Please pull out every line of the material below that contains the string "instance".
━━━━━ Rows
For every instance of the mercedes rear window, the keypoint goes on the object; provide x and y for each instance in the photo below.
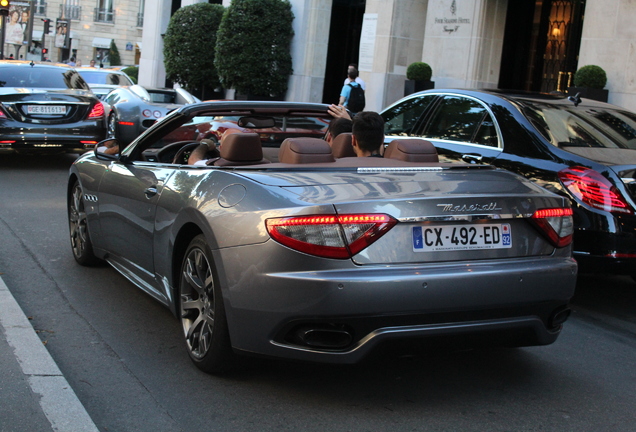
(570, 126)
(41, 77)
━━━━━━━━━━
━━━━━ Rows
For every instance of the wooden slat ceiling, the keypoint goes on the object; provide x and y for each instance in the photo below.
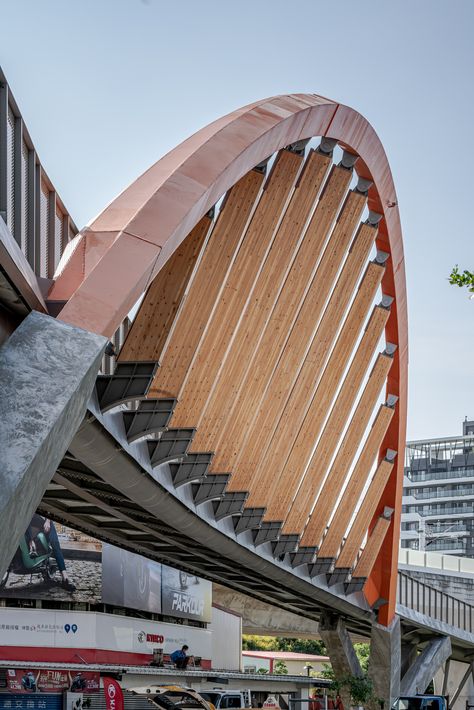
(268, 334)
━━━━━━━━━━
Answer for the task:
For every instance of the mercedes rear window, the keypoint goes on the object; provide x and y for each instance in the photo below.
For every instance of the wooden slat ceiling, the keypoint goes on the object; provide x and y for each instance in the photo below.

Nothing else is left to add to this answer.